■ PROBLEM TO WORK ON: Which lines below contain the word "front", with case counting? Show each of them in full.

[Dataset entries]
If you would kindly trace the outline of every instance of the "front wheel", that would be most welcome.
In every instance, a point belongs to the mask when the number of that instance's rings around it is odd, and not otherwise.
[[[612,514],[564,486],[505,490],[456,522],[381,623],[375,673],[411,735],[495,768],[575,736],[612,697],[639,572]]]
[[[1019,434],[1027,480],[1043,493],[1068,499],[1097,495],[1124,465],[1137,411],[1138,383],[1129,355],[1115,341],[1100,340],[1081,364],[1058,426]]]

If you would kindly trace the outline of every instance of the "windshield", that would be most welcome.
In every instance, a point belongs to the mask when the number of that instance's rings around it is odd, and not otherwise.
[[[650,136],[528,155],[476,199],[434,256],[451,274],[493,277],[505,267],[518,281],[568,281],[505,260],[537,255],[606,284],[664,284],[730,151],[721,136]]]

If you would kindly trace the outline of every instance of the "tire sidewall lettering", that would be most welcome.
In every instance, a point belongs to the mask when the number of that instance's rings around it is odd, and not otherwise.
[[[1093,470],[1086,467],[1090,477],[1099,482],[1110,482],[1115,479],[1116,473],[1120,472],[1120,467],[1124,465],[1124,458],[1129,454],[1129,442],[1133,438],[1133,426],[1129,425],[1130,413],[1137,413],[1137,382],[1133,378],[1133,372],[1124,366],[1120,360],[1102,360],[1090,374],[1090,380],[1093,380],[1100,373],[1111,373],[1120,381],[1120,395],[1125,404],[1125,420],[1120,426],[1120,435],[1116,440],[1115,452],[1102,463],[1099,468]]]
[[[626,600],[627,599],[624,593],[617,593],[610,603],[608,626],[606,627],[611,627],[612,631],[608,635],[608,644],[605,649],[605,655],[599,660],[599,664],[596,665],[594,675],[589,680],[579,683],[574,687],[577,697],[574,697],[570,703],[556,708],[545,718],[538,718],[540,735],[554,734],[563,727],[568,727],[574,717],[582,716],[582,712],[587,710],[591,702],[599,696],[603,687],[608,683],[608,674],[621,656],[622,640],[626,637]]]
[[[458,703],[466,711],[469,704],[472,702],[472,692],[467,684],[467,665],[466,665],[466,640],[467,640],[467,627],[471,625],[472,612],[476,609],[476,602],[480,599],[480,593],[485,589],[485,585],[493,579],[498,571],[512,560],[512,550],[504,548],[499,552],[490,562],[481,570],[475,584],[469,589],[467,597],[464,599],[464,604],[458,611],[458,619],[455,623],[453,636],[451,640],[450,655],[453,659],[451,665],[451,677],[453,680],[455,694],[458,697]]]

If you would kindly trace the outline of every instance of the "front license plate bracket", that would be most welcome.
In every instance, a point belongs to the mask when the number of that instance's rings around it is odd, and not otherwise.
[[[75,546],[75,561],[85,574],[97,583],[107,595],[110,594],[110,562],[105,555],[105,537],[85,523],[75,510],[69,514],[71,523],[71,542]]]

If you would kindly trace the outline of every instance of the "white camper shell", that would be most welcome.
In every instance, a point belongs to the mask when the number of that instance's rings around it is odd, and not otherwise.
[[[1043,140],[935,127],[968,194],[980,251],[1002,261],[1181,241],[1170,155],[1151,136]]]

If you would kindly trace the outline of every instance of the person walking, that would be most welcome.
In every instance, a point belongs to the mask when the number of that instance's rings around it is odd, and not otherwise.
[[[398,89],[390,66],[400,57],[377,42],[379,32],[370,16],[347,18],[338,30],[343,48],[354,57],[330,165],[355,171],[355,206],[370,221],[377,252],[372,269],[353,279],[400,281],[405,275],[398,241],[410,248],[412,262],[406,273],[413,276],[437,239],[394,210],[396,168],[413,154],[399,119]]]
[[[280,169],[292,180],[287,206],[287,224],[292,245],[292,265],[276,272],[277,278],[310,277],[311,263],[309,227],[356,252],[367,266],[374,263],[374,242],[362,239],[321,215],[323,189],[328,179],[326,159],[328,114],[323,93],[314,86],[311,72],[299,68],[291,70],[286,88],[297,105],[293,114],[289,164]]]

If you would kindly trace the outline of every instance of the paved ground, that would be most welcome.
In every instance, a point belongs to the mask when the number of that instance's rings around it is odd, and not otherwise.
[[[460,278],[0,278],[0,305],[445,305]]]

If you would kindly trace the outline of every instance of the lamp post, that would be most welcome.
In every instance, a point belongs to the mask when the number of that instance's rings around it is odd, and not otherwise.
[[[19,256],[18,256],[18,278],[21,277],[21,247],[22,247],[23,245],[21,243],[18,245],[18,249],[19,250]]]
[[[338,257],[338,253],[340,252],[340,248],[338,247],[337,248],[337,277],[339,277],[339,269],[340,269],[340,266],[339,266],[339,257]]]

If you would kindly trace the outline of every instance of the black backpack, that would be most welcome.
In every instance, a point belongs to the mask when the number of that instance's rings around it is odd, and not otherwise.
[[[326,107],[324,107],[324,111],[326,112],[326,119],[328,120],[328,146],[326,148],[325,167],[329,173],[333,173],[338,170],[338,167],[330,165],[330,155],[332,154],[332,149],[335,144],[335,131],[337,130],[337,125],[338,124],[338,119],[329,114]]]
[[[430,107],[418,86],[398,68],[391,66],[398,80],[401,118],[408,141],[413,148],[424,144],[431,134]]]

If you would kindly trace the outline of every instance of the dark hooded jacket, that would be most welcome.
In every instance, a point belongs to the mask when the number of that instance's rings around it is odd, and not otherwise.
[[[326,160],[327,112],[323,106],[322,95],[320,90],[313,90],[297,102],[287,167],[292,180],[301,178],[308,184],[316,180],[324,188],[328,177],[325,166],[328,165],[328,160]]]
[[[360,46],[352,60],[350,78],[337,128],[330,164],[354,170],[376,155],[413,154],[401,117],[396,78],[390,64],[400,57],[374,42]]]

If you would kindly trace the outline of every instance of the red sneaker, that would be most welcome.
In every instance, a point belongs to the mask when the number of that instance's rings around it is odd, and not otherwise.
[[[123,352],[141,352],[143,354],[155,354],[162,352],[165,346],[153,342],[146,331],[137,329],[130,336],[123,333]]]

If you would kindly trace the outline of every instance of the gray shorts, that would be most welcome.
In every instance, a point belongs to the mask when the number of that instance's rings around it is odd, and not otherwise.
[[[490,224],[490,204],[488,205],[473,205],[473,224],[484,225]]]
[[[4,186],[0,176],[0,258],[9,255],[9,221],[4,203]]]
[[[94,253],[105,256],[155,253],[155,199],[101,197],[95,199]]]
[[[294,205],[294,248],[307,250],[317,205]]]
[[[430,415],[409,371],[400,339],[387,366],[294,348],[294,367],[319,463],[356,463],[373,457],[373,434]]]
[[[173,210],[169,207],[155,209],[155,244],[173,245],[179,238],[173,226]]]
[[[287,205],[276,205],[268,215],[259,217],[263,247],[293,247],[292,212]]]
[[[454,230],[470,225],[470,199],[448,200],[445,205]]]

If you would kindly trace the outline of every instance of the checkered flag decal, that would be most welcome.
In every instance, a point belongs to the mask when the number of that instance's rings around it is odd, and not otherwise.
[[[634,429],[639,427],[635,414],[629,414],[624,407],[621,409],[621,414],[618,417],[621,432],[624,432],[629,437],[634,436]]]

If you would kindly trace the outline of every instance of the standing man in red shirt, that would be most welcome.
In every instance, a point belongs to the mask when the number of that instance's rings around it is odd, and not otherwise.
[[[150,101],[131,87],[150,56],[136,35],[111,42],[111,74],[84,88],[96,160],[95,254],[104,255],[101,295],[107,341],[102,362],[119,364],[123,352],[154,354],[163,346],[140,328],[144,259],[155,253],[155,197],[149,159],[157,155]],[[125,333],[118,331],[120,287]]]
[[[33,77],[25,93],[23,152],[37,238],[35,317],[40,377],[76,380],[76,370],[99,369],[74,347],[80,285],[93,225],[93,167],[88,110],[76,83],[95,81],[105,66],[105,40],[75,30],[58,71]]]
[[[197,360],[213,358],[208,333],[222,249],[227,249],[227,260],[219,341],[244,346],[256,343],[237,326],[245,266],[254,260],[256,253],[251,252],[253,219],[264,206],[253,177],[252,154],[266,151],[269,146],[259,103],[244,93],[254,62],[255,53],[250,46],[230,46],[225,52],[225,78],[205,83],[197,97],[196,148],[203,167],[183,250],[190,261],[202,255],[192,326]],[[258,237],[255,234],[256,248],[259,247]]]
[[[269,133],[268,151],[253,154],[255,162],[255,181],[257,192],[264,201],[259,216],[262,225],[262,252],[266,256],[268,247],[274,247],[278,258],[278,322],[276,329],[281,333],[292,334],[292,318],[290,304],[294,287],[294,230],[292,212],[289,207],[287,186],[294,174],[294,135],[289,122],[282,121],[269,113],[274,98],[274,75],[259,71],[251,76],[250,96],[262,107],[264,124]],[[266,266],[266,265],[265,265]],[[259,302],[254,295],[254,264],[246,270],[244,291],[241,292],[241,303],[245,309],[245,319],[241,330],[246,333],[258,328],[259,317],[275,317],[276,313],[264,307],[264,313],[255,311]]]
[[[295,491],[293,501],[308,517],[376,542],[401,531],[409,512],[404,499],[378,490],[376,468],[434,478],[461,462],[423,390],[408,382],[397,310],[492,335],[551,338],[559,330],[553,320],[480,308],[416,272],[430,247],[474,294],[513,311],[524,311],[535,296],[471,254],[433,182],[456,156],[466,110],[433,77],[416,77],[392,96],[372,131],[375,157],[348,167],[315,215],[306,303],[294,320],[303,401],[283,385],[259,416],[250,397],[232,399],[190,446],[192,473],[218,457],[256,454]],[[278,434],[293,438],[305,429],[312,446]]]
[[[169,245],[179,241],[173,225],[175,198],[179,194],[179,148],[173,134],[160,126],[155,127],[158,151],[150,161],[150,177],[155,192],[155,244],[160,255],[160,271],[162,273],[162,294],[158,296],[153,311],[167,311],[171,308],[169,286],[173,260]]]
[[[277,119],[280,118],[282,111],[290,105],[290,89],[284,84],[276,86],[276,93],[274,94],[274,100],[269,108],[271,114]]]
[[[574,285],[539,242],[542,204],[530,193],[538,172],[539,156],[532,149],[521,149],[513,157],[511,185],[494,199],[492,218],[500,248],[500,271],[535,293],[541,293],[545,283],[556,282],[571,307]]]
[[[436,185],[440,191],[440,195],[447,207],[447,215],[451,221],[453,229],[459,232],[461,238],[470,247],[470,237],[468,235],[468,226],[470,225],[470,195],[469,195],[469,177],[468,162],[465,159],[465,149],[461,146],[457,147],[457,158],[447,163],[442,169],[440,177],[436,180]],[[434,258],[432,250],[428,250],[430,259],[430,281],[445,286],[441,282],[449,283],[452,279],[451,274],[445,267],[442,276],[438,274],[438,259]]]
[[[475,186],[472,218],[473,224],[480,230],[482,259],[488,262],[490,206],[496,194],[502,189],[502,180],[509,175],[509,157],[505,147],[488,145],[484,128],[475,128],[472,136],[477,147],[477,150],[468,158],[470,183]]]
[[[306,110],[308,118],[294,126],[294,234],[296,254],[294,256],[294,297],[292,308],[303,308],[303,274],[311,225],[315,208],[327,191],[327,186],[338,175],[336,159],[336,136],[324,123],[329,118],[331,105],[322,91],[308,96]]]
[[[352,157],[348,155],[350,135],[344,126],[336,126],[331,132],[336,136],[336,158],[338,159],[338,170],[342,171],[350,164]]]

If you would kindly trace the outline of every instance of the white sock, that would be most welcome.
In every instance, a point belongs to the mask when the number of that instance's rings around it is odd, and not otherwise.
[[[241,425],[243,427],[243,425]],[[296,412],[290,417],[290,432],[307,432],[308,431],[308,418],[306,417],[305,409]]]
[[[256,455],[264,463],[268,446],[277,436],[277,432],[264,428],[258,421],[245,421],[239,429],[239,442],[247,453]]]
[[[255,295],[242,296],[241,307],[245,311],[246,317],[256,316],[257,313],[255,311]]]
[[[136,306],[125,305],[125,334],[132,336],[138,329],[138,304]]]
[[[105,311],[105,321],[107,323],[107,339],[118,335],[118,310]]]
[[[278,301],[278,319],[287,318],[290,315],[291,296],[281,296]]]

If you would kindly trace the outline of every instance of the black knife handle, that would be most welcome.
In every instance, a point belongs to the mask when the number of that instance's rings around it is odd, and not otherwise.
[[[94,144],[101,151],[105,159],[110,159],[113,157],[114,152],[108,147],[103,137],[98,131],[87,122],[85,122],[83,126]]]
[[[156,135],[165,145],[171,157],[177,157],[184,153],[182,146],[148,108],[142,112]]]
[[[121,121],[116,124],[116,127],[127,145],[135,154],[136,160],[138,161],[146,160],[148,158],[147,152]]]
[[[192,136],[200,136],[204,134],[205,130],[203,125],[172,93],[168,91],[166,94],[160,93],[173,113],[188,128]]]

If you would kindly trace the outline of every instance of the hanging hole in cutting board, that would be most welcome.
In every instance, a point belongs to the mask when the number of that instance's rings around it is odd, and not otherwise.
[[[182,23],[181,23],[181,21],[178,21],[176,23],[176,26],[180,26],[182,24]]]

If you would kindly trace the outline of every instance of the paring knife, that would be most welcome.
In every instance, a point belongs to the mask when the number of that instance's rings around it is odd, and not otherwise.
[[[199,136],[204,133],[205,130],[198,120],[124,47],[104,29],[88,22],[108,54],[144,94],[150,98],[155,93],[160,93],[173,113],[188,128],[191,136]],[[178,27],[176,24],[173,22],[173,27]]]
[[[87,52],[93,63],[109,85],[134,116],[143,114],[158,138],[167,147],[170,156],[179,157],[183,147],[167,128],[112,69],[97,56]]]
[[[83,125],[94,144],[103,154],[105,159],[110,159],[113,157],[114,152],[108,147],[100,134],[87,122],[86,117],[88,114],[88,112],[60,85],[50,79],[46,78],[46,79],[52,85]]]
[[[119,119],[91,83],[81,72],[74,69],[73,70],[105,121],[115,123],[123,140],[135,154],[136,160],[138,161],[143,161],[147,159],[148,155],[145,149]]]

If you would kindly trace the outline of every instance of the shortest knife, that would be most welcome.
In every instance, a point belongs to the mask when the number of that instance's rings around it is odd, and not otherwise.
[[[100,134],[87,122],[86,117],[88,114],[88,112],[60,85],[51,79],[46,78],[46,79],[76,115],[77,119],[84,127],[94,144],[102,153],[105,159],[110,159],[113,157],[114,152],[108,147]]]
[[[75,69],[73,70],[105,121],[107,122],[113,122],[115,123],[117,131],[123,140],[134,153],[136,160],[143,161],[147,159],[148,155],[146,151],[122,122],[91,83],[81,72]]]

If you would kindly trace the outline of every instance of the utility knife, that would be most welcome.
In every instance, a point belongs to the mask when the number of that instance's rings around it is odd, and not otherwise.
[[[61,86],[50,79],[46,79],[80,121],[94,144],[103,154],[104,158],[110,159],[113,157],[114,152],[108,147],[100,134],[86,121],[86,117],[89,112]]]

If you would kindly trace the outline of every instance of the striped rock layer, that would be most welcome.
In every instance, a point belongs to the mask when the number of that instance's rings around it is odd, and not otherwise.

■ RESPONSE TO THIS TASK:
If you would kindly trace the outline of every instance of the "front wheel", that would be most welcome.
If you would kindly trace the outline of every instance of the "front license plate bracket", that would be most welcome.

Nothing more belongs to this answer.